Excerpt START

The author of the article then goes on to explain why Jews in Russia should not be afforded any additional rights or privileges. “When the Jews will attain equal rights, when their audacity will reach the highest point, there is no doubt that the ritual murders of Christian children will grow more frequent.” After describing the torture of the unfortunate Christian boy, the author implores all Russians to do their duty, saying that the death of the boy is upon the conscience of all Russia. The article goes on to describe a series of punishments that should be meted out against the Jews and states that since they are not “real” Russians, they should all go back to Palestine where they belong. Incidentally, it was later discovered that the murder of the Yuschinsky boy was a plot sponsored by anti-Semitic organizations. The poor boy was murdered by his stepfather after a substantial insurance policy was taken out in his name. Oy.
The blood libel wasn’t restricted to Europe. In October 1928, authorities in Massena, New York, accused a rabbi of using the blood of Christian children in his Yom Kippur services. Dr. Isaiah Katz, a rabbi in the Bronx, tried to disprove the claims by striking a very defensive-sounding stance. “Henceforth we shall make ourselves secure against such incendiary innuendoes by a preventive policy. I would offer a standing invitation on the part of Jews to their non-Jewish friends to visit our homes and our synagogues when we carry on religious rites. We have no magic faith to be ashamed of before moderns nor evil secrets of any kind to hide. Our neighbors in very neighborly fashion may come to see, and through observation scatter the mist of superstition.”
More than 30 years later, the blood libel was still alive and well in Russia. In January 1963, the New York Times reported on the most serious anti-Semitic disorders in recent Soviet history. “The riots were incited by a Moslem variation of the ancient Christian superstition of the ‘blood ritual.’ This medieval relic holds that Jews use the blood of non-Jews for religious ceremonies. Scores of Jews were assaulted and injured in their streets and in their homes in Soviet Uzbekistan in an attack that lasted for six days…In Tashkent, an Uzbek Moslem led a band on a 70-year-old Jewish shopkeeper, Abigai Bangieva, accusing her of using blood from his daughter’s ear for a Passover ritual. She was charged and held for three weeks. Wild stories led to uncontrolled assaults on Jews. Later is was discovered that the daughter had cut her ear in a fall.”
There were similar reports from the 1970s, 80s, 90s, and in more recent times. An article called “The Modern Use of Ancient Lies,” reported that a TV station in Abu Dhabi, one of the most popular in the Arab world, showed a cartoon of Israel’s prime minister as a vampire drinking blood. In Syria, the defense minister has published a book, “The Matzoh of Zion,” in which he elaborates on the charge of ritual murder.

Excerpt END

Problem details »
Please carry the passage on the blood libel further, starting after its final sentence.

Given entries START

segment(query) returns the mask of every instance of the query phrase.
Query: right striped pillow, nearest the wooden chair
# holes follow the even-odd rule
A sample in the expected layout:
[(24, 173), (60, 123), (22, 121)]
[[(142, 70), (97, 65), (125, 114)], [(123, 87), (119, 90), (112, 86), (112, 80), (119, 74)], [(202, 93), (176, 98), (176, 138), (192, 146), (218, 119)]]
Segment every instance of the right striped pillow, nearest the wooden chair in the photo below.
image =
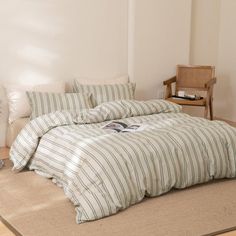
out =
[(87, 85), (74, 81), (73, 91), (78, 93), (90, 93), (92, 105), (95, 107), (104, 102), (115, 100), (133, 100), (135, 84), (101, 84)]

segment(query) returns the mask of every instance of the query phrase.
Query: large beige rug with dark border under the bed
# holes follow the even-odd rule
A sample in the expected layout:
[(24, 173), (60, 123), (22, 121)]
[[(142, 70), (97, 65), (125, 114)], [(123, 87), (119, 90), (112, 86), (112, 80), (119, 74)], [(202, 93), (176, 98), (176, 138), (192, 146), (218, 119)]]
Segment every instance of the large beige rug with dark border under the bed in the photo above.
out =
[(77, 225), (62, 189), (34, 172), (0, 170), (0, 215), (24, 236), (204, 235), (236, 226), (236, 180), (172, 191)]

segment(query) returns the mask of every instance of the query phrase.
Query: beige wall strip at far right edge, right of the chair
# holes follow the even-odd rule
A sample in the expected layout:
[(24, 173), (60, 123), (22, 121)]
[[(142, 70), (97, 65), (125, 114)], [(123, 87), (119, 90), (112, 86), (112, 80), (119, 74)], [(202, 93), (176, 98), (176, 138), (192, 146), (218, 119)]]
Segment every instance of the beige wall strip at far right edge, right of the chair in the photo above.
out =
[(216, 116), (236, 122), (236, 1), (221, 0)]

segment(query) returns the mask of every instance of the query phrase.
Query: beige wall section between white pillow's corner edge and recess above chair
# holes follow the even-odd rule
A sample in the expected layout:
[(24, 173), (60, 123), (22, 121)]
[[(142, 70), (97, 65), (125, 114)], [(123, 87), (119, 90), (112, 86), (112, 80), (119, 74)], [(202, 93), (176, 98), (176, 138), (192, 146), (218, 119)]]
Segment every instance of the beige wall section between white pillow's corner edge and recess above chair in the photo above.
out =
[(163, 80), (189, 62), (191, 1), (136, 0), (133, 76), (137, 97), (163, 97)]

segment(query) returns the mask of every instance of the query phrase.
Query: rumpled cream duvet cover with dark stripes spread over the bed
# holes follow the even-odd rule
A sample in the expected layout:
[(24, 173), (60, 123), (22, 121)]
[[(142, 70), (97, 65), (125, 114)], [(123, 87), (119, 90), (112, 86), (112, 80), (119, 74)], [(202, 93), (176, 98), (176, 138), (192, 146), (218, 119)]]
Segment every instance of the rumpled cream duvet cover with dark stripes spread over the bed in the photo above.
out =
[[(145, 129), (114, 133), (101, 128), (111, 120), (144, 123)], [(172, 188), (234, 178), (236, 129), (190, 117), (163, 100), (115, 101), (32, 120), (10, 158), (15, 171), (28, 166), (61, 186), (81, 223)]]

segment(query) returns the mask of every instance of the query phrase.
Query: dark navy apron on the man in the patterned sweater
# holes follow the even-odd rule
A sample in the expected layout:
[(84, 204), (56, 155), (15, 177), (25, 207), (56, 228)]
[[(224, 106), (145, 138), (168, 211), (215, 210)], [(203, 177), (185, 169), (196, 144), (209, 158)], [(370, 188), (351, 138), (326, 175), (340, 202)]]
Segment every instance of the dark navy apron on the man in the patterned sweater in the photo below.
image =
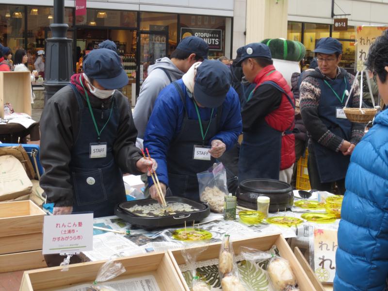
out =
[[(346, 78), (326, 80), (339, 97), (350, 89), (349, 81)], [(350, 141), (352, 135), (352, 123), (348, 119), (337, 118), (337, 108), (343, 108), (343, 101), (334, 94), (332, 89), (322, 79), (319, 80), (321, 98), (318, 105), (318, 114), (327, 129), (335, 135)], [(347, 96), (344, 96), (346, 99)], [(353, 96), (349, 98), (352, 104)], [(344, 179), (348, 170), (350, 156), (344, 156), (342, 152), (335, 152), (328, 147), (322, 146), (313, 139), (311, 150), (314, 151), (315, 160), (321, 183), (334, 182)]]

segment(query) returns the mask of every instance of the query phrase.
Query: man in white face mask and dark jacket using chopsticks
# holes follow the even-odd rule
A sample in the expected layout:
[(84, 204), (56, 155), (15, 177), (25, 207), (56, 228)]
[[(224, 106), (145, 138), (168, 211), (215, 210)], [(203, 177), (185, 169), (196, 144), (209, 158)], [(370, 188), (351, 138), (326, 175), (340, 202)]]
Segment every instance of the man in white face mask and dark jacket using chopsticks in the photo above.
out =
[(53, 214), (93, 211), (113, 215), (126, 201), (122, 173), (145, 173), (154, 161), (135, 147), (137, 131), (128, 98), (115, 90), (128, 84), (120, 57), (96, 49), (84, 57), (84, 73), (71, 77), (45, 105), (40, 120), (40, 186)]

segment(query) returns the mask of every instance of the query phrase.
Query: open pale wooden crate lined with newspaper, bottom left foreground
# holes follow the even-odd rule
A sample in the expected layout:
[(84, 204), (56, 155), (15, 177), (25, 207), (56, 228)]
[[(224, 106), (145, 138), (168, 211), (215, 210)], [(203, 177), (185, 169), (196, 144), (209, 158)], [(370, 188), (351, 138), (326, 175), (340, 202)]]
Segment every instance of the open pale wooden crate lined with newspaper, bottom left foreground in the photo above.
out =
[[(152, 253), (134, 257), (120, 258), (127, 270), (116, 279), (154, 275), (161, 291), (184, 290), (180, 278), (167, 253)], [(20, 291), (54, 291), (85, 283), (92, 284), (98, 270), (106, 261), (73, 264), (68, 271), (63, 267), (52, 267), (24, 272)]]

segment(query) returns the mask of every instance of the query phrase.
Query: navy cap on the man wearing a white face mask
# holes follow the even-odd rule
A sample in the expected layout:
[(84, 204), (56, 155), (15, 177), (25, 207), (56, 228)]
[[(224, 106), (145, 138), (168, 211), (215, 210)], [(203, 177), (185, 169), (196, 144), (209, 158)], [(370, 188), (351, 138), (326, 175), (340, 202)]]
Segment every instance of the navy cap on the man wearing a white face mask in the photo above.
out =
[(121, 59), (111, 49), (93, 49), (83, 58), (83, 72), (108, 90), (128, 85), (128, 76), (121, 68)]

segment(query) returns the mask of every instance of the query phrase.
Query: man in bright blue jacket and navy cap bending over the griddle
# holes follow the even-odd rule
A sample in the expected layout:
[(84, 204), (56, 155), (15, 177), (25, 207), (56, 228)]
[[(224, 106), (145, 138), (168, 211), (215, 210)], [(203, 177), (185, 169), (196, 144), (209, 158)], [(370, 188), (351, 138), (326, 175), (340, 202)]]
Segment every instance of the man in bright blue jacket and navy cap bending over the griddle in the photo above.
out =
[[(197, 173), (232, 147), (241, 133), (240, 102), (230, 69), (219, 61), (197, 62), (159, 94), (144, 146), (158, 162), (165, 193), (199, 200)], [(155, 185), (148, 179), (151, 197)]]

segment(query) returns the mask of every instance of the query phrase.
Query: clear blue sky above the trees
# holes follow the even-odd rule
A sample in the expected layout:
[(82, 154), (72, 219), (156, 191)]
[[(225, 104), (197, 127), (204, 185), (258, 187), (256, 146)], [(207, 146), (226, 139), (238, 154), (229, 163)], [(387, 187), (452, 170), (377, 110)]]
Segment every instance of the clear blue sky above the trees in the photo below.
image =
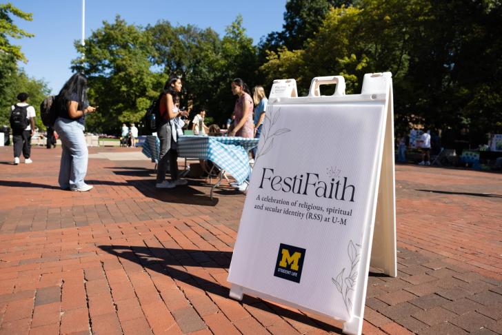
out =
[[(28, 63), (20, 63), (30, 77), (43, 79), (54, 93), (59, 92), (71, 75), (70, 61), (77, 57), (73, 46), (81, 38), (81, 0), (16, 0), (10, 1), (33, 21), (14, 19), (19, 28), (35, 34), (31, 39), (12, 40), (21, 45)], [(139, 26), (160, 19), (173, 25), (188, 23), (199, 28), (211, 27), (221, 36), (238, 14), (254, 43), (269, 32), (281, 30), (286, 0), (86, 0), (86, 37), (114, 21), (117, 14), (128, 23)]]

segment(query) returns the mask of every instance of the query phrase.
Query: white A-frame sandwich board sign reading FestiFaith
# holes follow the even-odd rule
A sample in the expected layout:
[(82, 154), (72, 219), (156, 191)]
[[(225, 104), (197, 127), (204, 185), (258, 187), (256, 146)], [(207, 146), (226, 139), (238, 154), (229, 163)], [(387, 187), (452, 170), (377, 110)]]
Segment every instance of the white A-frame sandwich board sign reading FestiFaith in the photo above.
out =
[[(319, 86), (336, 83), (332, 96)], [(278, 88), (279, 87), (279, 88)], [(361, 334), (370, 263), (396, 276), (392, 77), (274, 81), (228, 281)], [(374, 243), (372, 243), (374, 242)]]

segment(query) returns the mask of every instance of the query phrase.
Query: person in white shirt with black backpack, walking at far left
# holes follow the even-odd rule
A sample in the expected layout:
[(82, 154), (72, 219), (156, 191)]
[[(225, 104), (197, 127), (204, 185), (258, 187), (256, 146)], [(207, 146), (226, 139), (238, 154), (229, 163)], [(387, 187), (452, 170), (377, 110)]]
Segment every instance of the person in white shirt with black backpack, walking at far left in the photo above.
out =
[(12, 140), (14, 141), (14, 164), (19, 164), (21, 150), (24, 163), (30, 164), (31, 137), (35, 131), (35, 109), (29, 105), (28, 93), (17, 94), (19, 103), (12, 105), (10, 112), (10, 128), (12, 128)]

Given entries END

Written answer »
Though the story had its roots in medieval Europe, the Nazis, of course, loved it, with Der Stürmer devoting article after article on the subject, complete with grisly illustrations. Today, many radical Islamist sites offer the full texts of these Nazi propaganda pieces. A few years ago, “Al-Shatat,” a popular, Syrian-made TV mini-series included scenes of bearded Jews slitting the throat of Christian children. And so it goes.
Mind you, in her strange and unfortunate use of the term, I’m not accusing Sarah Palin of anti-Semitism. Au contraire, in her analogy, she’s the Jew, right? With journalists and pundits cast as the mob that is out to get her. No incendiary rhetoric there.
How did you manage to make this an anti-semitic conversation? Oy Vey.
Posted by: helena | January 12, 2011 at 05:24 PM
Sarah Palin needs to stop speaking. She's not good at it.
Posted by: Sarah | January 12, 2011 at 05:35 PM
Occam's Razor tells me Palin's heard the expression, doesn't know the history behind it and thinks it's "libel, cranked up to eleven".
Or would that be Hanlon's Razor ("Never attribute to malice that which can be adequately explained be stupidity")?
Posted by: nlpnt | January 12, 2011 at 05:53 PM
Helena: Because she used a term that has an anti-semetic history.
Posted by: piomoretti | January 12, 2011 at 07:11 PM
She's too ignorant to know the phrase, "blood libel." Somebody had to have suggested it to her.
Most people are too quick to believe anything negative that is said about people whom they already dislike. And, opportunists like Sarah Palin, Limbaugh, Beck, etc. take full advantage of that. Why did she remove her map filled with "surveyor's marks" immediately after the shooting ? This evil woman (and those who defend her) are as guilty as the actual shooter, because they incite hatred and violence. One good thing is that her words and actions since the shooting have alienated even more people from her ranks of supporters and have further poisoned her political ambitions.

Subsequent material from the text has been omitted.